Activity list:
- 1) Summarize the caching page in two sentences.
- 2) Answer these questions about the caching page, one per line:
(a) In what file format is a harmonized table result written?
(b) Besides that result, what is cached locally so that cold rebuilds avoid re-downloading from S3?
(c) According to the code comment, how long can the first call take?

Passage for review:
-- Opening Marker --

Skip to content

Caching and Performance

How Caching Works

When you call a table method (e.g. uga.food_expenditures()), the library reads the relevant raw data files, harmonizes them, and writes the result as a Parquet file under data_root(). Subsequent calls in the same process return immediately from in-memory state; subsequent calls in a fresh process read the Parquet directly without re-running the harmonization. The raw .dta blobs themselves are also cached locally, so cold rebuilds (e.g. after editing a wave's data_info.yml) don't have to re-download from S3.

import lsms_library as ll
uga = ll.Country('Uganda')

# First call: builds from source (10s of seconds to minutes depending on country)
hh = uga.household_characteristics()

# Subsequent calls in the same session: in-memory state, ~0 cost
hh = uga.household_characteristics()

-- Closing Marker --

Data block:
-- Opening Marker --

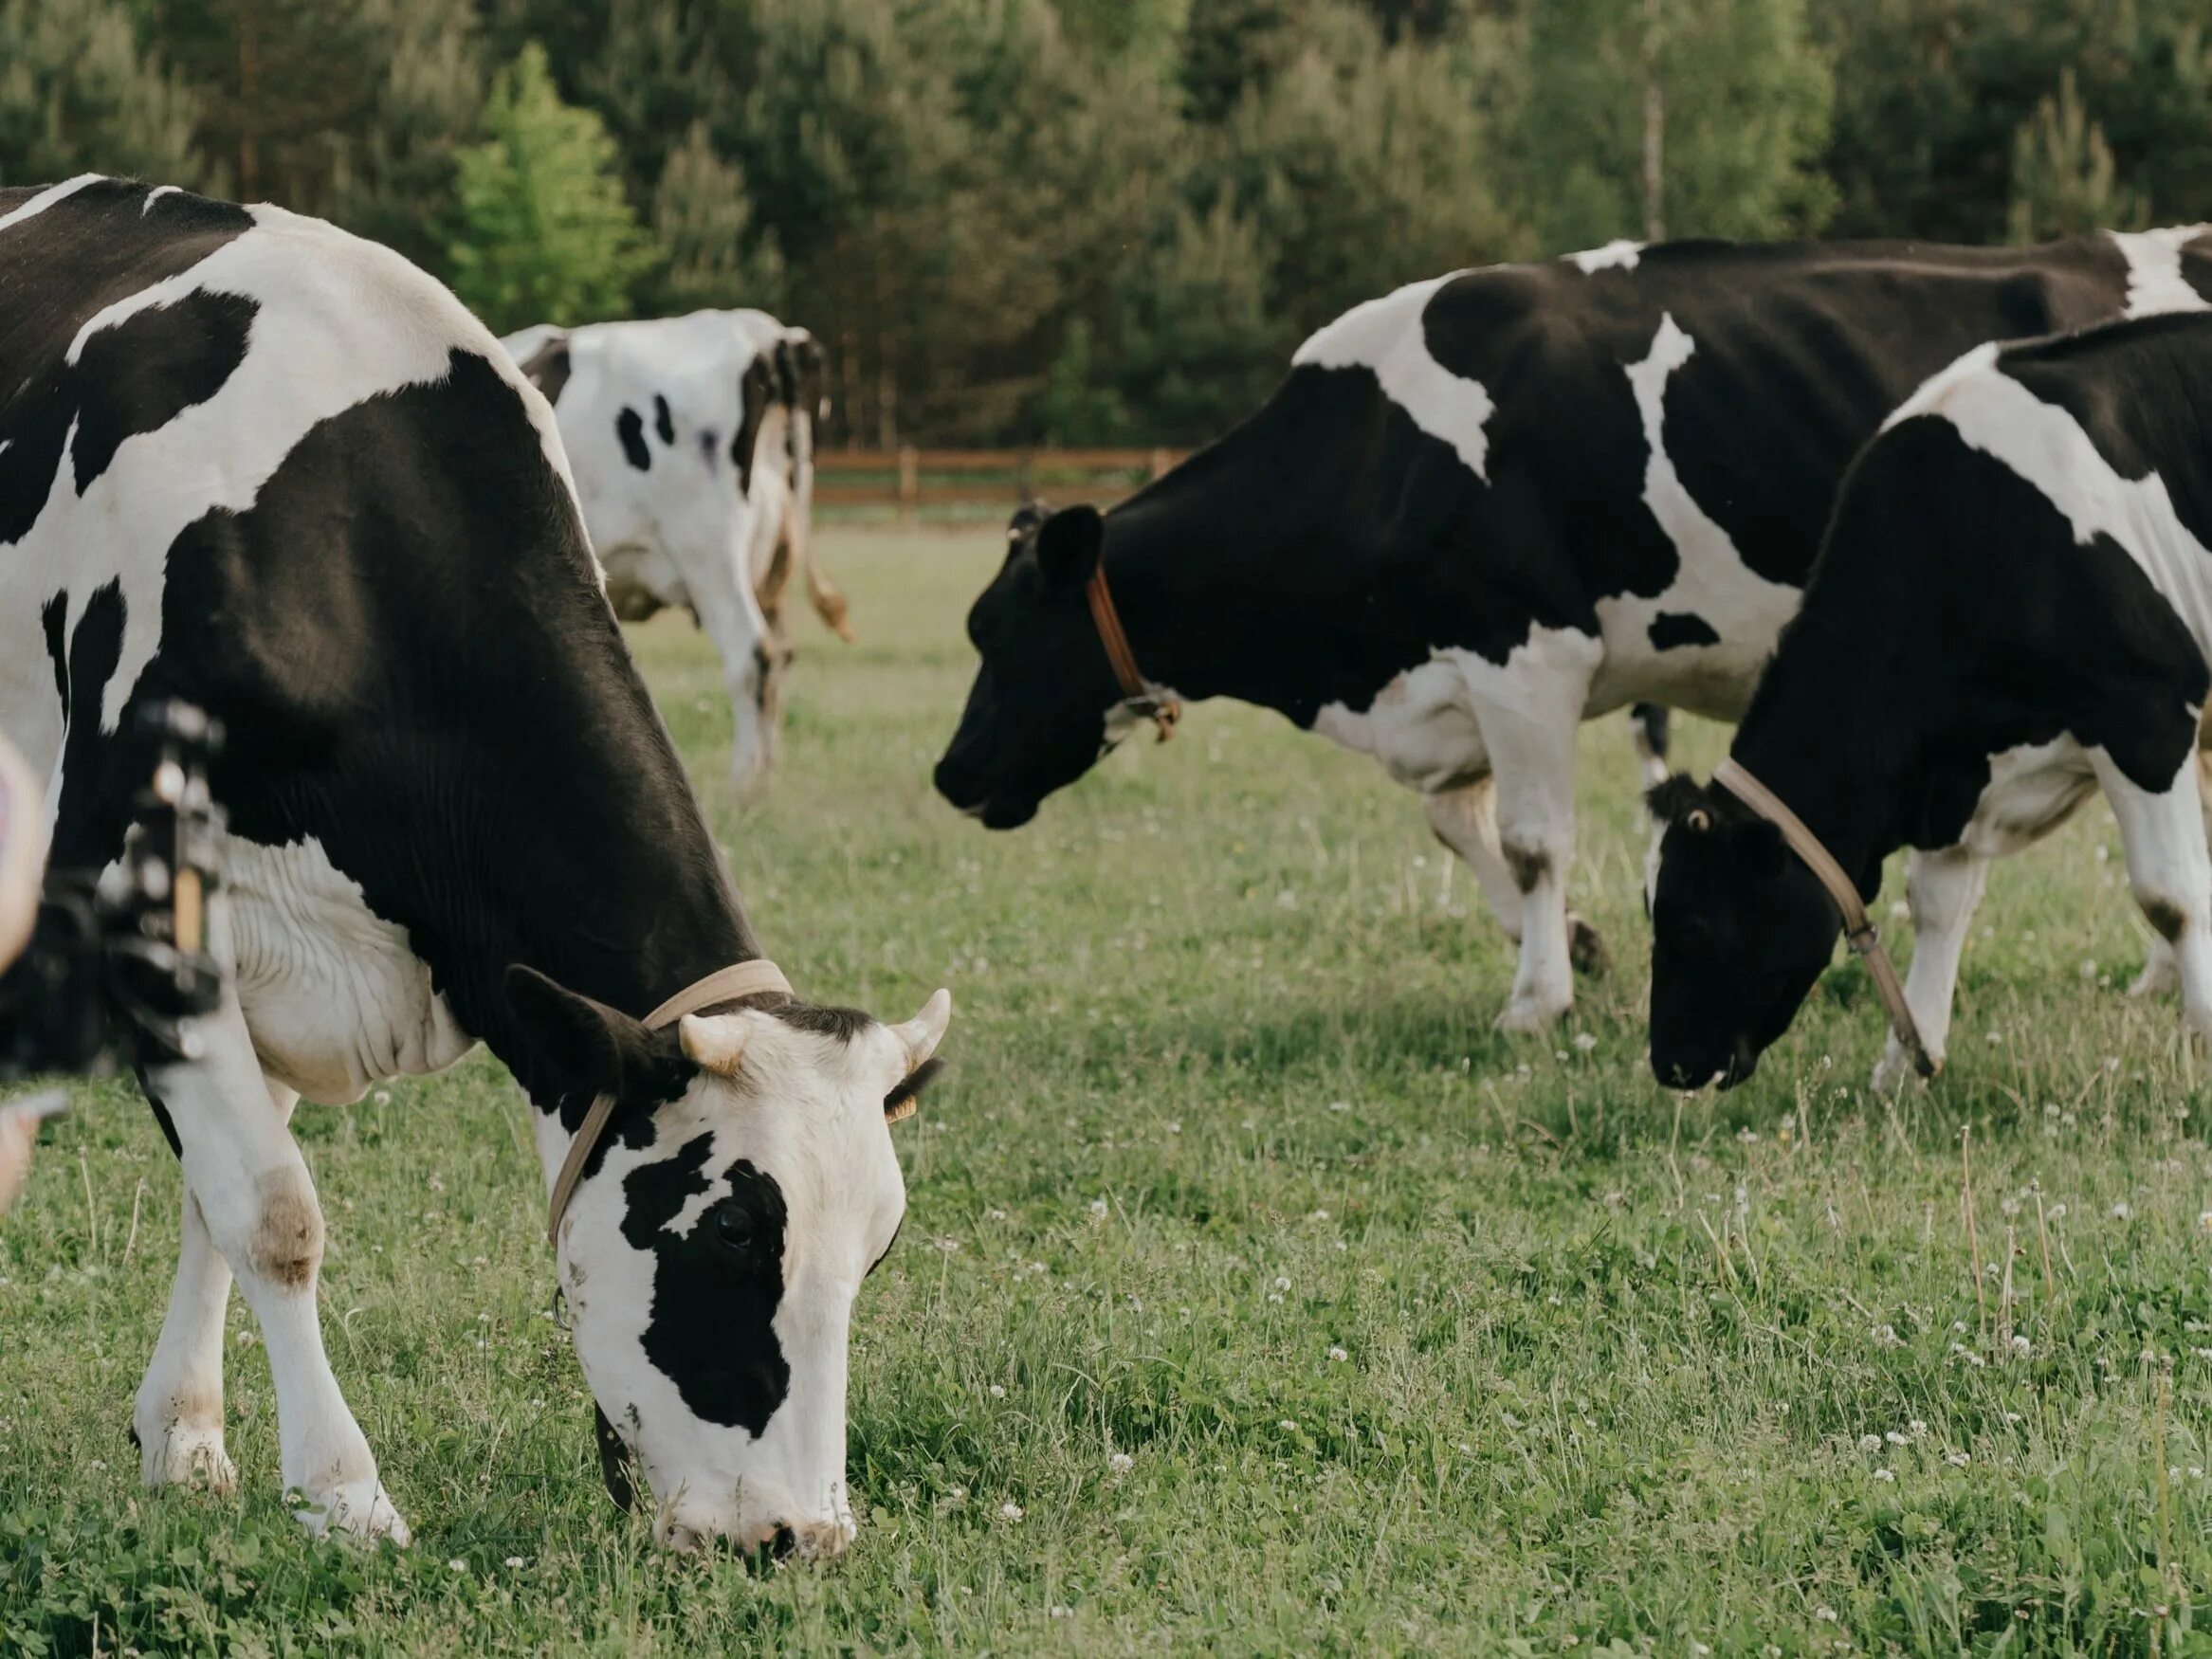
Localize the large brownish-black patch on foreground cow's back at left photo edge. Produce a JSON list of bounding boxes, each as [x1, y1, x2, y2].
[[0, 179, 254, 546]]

-- Closing Marker --

Task results:
- 1) Calling a table method makes the library read the relevant raw data files, harmonize them, and write the result as a Parquet file under data_root(). Later calls in the same process return from in-memory state, and calls in a fresh process read the Parquet directly, while the raw .dta blobs are also cached locally so cold rebuilds don't re-download from S3.

- 2)
(a) Parquet, written under data_root().
(b) The raw .dta blobs.
(c) Tens of seconds to minutes, depending on the country.